* [SELECTED TEXT]

********************

The Hawaii Health Connector ceased operations Friday, but the state plans to temporarily hire some Connector staffers to boost Obamacare enrollment for 2016.
Gov. David Ige’s office said Friday the state will temporarily hire a number of operations staff from the defunct nonprofit health insurance exchange — though it did not say how many — to help with the 2016 open-enrollment period, which began on Nov. 1 and ends on Jan. 31.
Hawaii residents insured through the Connector have to re-enroll via the federal exchange at healthcare.gov by Dec. 15 to avoid losing coverage on Jan. 1.
About 22 full-time Connector employees were laid off this week, while another 20 temporary outreach workers also lost their jobs.
The Centers for Medicare &Medicaid Services, the U.S. agency in charge of Obamacare, said as of the end of Nov. 4, 450 people in Hawaii had re-enrolled for coverage via healthcare.gov.
The state said there are 24,000 residents currently in Obamacare plans. Connector officials previously put that number at nearly 40,000. Either way, that means thousands of people will likely lose coverage on Jan. 1 if they don’t re-enroll in the next week.
“The state team, in consultation with the State Procurement Office, has been executing emergency contracts to procure the services of the same or similar marketplace assistance organizations and navigators so that statewide consumer outreach and enrollment support will continue through the 2016 open enrollment,” said Laurel Johnston, Ige’s deputy chief of staff, in an email.

********************

* [Stored data]

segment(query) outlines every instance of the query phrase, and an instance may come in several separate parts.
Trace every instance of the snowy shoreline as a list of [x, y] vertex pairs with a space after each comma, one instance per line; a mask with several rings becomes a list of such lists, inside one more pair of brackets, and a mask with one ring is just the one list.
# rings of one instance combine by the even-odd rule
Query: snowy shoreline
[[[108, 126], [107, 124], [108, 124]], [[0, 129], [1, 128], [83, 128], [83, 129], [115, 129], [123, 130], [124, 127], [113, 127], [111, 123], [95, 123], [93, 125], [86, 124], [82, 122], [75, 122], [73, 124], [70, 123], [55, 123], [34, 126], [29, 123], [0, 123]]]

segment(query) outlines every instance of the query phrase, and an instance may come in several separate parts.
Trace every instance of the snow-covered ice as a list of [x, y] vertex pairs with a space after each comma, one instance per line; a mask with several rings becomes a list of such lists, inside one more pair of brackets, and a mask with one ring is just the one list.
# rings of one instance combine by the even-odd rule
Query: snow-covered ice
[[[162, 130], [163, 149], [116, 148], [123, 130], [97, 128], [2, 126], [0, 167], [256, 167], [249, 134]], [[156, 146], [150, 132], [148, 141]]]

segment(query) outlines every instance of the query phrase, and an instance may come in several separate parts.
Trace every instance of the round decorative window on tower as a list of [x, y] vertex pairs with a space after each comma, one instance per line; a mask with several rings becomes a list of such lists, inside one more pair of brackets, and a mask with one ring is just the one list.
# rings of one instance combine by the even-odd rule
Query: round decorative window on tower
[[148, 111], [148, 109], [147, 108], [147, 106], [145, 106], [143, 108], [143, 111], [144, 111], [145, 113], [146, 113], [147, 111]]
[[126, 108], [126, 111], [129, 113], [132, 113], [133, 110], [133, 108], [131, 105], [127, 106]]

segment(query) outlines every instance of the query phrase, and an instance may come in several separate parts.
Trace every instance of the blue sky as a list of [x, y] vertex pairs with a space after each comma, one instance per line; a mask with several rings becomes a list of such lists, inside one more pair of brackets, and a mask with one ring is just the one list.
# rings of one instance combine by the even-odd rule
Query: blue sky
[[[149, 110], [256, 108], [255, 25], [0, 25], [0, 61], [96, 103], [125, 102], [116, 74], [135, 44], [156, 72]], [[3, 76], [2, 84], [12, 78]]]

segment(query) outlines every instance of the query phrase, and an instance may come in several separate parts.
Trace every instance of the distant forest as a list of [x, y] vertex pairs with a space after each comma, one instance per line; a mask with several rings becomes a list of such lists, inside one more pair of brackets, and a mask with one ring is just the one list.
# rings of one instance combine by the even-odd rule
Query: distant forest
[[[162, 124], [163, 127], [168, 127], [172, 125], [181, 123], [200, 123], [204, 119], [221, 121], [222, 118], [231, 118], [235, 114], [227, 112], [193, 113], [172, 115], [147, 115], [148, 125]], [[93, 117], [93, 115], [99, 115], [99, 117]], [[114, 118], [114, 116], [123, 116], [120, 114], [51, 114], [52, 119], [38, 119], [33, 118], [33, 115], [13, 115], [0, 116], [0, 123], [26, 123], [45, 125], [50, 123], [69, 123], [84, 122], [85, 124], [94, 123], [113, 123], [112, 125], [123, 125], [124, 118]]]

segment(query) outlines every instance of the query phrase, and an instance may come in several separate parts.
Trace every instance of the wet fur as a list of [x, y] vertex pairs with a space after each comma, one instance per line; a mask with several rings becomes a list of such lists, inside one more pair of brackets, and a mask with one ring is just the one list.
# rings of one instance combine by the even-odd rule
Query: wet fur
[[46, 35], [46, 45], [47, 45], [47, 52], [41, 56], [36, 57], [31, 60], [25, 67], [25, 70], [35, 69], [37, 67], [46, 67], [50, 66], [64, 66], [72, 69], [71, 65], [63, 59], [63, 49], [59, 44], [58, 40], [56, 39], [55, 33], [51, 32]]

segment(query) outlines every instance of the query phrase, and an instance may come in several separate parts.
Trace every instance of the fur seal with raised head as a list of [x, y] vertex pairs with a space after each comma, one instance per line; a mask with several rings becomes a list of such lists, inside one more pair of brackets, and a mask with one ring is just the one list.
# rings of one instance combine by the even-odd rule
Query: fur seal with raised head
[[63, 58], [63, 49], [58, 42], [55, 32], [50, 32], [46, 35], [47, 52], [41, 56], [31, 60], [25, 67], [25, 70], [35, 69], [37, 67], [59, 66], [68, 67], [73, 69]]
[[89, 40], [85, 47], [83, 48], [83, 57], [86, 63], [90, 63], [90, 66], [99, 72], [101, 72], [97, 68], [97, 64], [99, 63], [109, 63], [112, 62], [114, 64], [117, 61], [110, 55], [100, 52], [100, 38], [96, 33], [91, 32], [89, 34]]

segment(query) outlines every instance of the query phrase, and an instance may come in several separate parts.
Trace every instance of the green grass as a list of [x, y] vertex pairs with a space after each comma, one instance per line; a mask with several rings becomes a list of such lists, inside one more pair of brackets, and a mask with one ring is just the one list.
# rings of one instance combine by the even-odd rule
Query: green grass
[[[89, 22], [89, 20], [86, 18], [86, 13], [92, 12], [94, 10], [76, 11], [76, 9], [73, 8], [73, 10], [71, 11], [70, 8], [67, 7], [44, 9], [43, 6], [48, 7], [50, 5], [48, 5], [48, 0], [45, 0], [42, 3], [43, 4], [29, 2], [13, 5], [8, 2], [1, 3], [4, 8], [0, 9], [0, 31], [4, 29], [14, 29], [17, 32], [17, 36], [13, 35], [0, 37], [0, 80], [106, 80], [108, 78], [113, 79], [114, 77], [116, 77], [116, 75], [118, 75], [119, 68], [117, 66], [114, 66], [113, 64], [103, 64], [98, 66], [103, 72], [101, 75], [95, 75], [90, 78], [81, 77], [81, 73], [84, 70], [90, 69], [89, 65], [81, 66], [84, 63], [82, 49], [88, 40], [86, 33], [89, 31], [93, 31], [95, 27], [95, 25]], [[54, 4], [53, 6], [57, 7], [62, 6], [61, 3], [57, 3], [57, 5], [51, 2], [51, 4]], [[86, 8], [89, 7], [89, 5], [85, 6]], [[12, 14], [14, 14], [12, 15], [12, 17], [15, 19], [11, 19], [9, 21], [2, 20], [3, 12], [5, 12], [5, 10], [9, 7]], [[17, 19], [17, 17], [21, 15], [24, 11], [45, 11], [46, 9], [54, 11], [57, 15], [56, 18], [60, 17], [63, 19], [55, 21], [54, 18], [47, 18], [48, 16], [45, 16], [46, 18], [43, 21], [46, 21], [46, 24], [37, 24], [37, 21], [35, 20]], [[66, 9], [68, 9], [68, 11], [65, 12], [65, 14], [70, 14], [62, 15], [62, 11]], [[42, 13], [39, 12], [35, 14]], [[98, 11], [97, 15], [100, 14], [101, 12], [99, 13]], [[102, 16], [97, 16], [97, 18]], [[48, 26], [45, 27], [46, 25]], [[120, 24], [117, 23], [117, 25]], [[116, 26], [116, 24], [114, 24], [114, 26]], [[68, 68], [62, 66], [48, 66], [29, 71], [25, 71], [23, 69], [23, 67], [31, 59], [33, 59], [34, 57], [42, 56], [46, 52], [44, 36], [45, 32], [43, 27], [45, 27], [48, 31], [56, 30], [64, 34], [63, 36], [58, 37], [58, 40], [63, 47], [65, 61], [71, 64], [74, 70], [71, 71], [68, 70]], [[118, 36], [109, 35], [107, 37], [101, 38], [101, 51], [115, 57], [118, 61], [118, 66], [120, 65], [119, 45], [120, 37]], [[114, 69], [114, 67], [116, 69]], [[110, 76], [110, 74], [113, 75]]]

********************

* [WHAT THE TASK ASKS] In the article on the Hawaii Health Connector shutting down, copy word for word the passage that begins with the words "The state said" and ends with "the next week.".

* [RESULT OF THIS EXERCISE]
The state said there are 24,000 residents currently in Obamacare plans. Connector officials previously put that number at nearly 40,000. Either way, that means thousands of people will likely lose coverage on Jan. 1 if they don’t re-enroll in the next week.